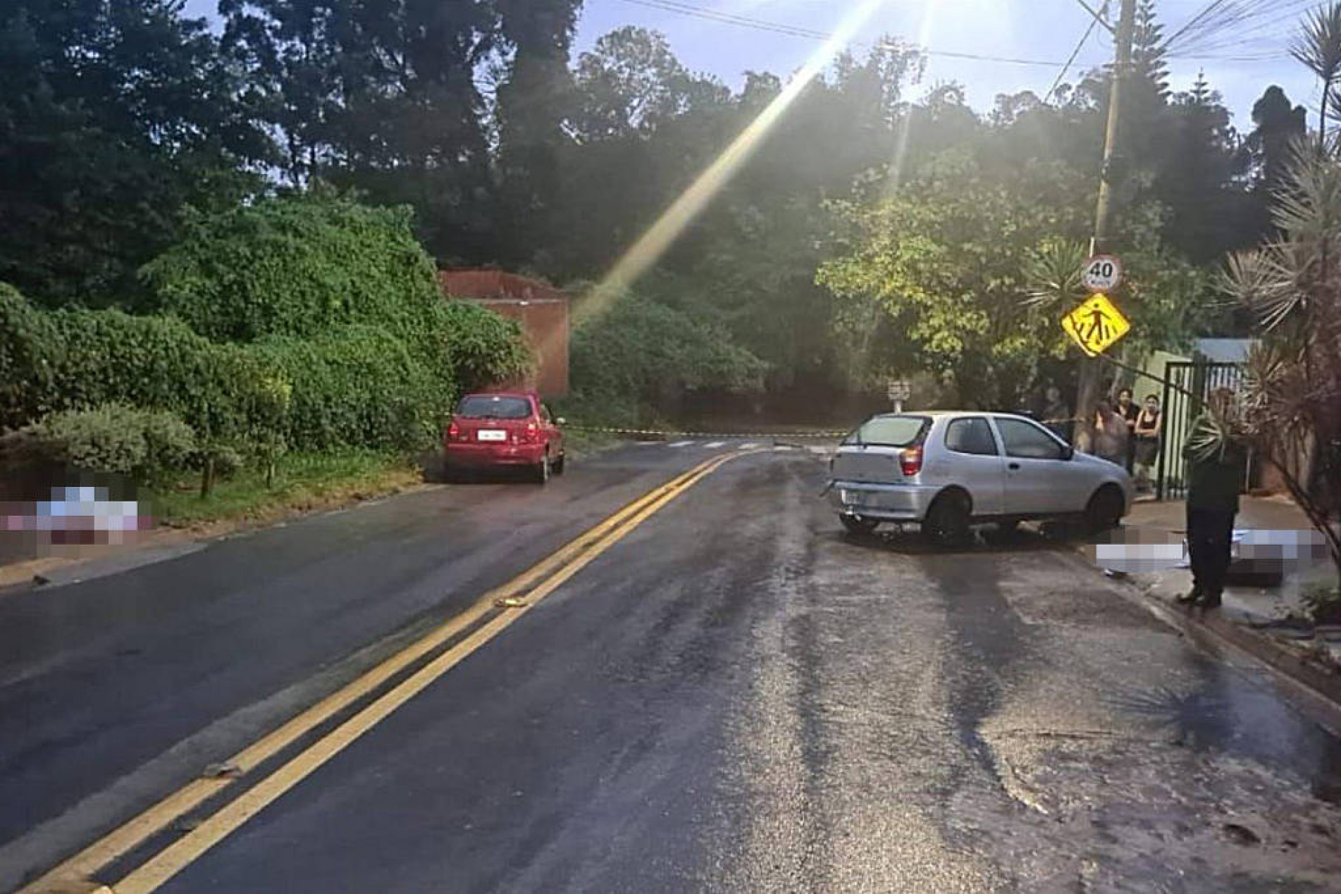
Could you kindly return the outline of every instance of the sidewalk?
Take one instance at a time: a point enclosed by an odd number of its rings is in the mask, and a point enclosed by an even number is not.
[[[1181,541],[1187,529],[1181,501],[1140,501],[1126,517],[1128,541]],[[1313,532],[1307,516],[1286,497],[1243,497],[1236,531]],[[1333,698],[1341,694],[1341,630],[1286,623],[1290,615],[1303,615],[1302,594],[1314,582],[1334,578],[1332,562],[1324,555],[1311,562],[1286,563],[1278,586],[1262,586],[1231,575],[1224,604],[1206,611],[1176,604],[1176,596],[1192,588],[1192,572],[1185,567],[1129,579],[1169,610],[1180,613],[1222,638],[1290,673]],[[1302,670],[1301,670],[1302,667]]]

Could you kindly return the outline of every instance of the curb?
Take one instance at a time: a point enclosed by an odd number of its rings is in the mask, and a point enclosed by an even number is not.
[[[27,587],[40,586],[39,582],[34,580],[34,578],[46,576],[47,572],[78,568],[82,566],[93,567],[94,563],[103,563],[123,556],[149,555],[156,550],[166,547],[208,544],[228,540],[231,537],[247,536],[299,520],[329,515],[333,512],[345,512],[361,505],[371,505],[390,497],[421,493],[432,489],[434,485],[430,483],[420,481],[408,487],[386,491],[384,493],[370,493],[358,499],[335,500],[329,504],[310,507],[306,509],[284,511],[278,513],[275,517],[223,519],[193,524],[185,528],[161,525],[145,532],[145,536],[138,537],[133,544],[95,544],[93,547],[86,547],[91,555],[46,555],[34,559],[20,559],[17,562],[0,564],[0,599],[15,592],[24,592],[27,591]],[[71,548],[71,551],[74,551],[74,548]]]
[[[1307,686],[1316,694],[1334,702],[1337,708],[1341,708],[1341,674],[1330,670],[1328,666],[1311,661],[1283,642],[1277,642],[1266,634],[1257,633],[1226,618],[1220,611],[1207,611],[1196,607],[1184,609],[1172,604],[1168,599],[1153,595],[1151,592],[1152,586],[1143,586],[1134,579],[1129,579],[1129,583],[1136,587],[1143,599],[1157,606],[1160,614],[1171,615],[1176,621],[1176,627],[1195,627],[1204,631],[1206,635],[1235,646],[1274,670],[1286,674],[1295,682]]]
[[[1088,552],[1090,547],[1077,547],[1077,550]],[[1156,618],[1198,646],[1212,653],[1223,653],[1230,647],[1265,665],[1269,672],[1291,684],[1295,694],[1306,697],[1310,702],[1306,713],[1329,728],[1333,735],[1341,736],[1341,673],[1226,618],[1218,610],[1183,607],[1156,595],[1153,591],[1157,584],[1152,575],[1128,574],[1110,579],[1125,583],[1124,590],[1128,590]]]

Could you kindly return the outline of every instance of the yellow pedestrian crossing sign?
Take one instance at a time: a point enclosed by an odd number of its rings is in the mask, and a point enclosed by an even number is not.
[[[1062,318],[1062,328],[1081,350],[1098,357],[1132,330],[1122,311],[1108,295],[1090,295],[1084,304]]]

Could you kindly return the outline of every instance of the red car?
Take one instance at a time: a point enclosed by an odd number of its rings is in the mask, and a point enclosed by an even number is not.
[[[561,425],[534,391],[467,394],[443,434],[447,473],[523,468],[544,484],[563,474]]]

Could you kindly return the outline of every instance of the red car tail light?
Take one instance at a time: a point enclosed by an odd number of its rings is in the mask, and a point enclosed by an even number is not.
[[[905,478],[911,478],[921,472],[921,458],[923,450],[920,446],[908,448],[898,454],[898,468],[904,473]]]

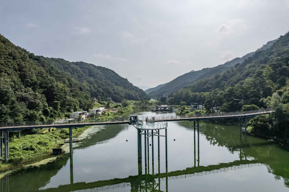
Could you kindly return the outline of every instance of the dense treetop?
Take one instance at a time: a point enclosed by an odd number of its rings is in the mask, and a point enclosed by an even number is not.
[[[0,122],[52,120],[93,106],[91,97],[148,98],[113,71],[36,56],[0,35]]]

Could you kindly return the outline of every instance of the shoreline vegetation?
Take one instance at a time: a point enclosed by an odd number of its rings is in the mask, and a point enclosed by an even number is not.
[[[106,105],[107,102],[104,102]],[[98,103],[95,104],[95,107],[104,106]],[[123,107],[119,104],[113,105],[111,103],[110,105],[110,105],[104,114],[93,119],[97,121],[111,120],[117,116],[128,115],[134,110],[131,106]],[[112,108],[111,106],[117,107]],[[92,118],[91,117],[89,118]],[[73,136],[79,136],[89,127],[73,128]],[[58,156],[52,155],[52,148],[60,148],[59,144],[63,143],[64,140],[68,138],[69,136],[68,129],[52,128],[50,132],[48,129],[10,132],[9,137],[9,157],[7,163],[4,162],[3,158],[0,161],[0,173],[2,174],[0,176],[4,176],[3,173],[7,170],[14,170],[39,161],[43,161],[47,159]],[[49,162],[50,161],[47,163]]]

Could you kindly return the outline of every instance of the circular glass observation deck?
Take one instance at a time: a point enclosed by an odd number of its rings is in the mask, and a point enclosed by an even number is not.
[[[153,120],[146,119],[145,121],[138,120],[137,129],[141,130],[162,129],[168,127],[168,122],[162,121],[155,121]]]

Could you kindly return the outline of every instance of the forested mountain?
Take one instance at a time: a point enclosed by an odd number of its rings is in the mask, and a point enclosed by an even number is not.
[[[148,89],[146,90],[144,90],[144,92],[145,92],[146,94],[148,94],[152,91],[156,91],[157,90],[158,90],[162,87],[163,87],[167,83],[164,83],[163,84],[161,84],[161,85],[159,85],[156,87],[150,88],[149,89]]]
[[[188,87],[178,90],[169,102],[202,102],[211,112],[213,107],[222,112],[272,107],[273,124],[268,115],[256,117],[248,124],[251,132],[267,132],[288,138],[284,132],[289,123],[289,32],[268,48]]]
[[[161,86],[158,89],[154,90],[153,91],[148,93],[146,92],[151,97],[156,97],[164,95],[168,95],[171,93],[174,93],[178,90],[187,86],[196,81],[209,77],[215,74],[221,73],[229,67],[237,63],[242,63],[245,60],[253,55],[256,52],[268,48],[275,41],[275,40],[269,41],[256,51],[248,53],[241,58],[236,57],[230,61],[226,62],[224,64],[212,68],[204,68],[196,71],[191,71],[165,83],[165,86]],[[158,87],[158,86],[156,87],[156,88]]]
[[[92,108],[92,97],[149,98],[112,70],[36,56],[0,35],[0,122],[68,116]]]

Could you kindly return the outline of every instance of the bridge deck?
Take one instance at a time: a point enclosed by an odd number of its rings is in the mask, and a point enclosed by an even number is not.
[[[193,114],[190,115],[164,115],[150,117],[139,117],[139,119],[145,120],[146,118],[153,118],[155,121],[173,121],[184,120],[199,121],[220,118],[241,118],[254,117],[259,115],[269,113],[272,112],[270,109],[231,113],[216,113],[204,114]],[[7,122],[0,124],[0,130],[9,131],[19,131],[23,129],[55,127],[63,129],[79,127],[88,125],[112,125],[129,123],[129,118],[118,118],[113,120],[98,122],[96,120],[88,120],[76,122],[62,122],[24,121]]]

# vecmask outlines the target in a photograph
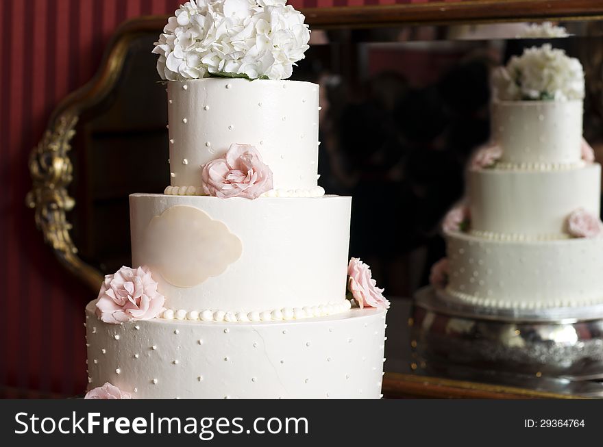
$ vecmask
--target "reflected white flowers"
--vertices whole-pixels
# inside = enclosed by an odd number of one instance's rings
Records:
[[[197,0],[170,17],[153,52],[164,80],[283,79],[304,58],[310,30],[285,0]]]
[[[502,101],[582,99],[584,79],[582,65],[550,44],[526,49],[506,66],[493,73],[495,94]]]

----------------------------------------

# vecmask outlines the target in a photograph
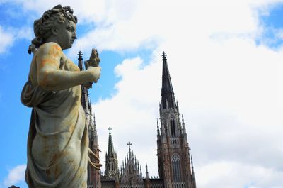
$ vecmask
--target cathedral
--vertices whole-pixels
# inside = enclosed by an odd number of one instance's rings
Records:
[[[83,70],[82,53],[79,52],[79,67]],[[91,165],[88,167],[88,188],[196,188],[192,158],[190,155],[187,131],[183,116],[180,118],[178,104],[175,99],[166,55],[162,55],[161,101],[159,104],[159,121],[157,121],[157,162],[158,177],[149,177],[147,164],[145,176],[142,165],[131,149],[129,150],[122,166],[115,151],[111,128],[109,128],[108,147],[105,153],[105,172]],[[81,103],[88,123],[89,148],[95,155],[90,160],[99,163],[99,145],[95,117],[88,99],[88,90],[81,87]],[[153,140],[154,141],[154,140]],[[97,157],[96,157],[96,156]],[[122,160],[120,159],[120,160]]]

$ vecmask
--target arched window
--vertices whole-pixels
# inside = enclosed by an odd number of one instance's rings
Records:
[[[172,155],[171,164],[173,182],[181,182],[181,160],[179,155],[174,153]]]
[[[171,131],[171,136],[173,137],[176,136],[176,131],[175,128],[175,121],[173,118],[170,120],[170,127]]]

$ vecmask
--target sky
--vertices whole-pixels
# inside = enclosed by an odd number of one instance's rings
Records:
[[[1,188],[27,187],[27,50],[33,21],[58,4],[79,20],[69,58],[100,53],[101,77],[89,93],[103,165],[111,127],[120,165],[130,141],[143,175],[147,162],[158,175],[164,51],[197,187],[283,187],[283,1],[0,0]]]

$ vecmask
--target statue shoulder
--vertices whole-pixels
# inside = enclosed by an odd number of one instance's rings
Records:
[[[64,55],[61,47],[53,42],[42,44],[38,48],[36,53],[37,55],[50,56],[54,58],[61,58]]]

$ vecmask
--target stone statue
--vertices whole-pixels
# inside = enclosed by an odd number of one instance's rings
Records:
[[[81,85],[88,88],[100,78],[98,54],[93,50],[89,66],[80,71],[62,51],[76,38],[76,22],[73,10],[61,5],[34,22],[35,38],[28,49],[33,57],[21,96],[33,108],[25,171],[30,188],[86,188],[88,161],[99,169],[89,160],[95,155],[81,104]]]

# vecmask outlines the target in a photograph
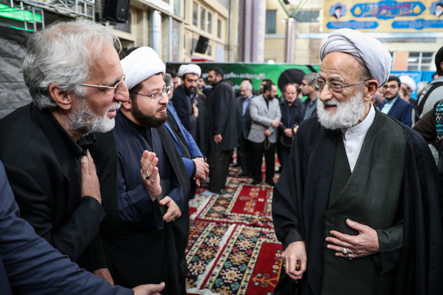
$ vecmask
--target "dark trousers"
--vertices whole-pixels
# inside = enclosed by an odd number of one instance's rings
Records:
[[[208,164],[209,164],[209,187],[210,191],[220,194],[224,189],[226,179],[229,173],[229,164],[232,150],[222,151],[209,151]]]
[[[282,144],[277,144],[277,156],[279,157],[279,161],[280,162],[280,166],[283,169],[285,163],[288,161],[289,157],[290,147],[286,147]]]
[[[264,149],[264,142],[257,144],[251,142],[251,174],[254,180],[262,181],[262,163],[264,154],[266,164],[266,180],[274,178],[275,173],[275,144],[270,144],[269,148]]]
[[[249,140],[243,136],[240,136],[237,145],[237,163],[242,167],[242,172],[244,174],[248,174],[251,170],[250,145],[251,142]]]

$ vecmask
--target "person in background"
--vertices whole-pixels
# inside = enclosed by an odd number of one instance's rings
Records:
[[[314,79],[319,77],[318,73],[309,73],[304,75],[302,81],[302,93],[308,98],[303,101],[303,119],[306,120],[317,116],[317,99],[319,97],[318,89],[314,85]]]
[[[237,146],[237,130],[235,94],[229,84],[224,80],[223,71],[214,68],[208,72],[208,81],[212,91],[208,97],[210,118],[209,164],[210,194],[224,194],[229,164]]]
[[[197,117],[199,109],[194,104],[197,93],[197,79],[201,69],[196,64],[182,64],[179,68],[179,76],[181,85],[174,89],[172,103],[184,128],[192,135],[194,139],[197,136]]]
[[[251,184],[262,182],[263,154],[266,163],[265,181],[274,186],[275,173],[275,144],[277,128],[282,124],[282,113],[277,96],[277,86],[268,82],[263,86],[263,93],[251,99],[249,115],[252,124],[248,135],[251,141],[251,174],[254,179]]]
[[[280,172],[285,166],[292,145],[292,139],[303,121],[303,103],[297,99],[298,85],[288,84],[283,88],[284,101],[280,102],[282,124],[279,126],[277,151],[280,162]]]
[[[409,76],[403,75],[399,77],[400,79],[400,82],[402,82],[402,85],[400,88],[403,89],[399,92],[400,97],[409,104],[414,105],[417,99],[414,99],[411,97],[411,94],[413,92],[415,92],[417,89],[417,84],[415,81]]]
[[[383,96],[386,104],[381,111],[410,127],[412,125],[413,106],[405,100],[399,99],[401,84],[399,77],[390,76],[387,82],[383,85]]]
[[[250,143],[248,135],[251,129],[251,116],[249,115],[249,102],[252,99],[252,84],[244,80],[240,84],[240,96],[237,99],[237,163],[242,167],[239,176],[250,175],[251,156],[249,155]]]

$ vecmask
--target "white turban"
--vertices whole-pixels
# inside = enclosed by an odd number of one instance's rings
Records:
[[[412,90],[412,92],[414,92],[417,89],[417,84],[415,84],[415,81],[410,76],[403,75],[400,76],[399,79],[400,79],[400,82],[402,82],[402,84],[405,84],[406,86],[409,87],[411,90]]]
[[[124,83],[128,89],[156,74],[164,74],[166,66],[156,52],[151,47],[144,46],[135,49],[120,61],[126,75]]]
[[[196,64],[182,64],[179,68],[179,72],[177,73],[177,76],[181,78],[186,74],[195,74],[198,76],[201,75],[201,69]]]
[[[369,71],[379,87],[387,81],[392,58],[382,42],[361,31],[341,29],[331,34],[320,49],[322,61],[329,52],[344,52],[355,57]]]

----------------------------------------

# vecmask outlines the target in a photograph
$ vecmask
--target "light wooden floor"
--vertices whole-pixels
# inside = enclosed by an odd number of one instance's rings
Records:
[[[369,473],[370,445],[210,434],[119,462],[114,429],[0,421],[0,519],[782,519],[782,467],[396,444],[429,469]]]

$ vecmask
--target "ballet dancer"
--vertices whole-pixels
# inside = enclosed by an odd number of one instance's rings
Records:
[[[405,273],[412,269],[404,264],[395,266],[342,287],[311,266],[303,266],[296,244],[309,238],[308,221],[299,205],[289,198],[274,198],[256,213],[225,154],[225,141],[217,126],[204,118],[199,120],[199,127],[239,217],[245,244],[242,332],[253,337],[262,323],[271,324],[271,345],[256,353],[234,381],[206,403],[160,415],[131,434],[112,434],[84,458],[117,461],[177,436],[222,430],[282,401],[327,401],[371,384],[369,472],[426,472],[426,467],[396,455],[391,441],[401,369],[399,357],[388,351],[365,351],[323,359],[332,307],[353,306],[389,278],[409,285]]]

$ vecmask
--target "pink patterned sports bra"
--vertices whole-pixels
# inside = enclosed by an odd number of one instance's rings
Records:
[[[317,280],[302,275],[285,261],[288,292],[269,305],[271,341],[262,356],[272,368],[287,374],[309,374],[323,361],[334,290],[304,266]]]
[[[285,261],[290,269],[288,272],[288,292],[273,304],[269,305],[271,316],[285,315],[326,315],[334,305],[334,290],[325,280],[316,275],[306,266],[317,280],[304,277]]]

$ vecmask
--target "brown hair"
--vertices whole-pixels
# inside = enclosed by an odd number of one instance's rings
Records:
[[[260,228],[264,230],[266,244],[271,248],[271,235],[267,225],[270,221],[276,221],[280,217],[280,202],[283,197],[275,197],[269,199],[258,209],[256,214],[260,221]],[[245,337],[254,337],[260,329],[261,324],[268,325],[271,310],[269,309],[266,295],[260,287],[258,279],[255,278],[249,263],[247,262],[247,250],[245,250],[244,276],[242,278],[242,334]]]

----------------------------------------

--- Objective ---
State how many lines in the rows above contain the word "deck", and reply with the number alone.

--- Final result ---
2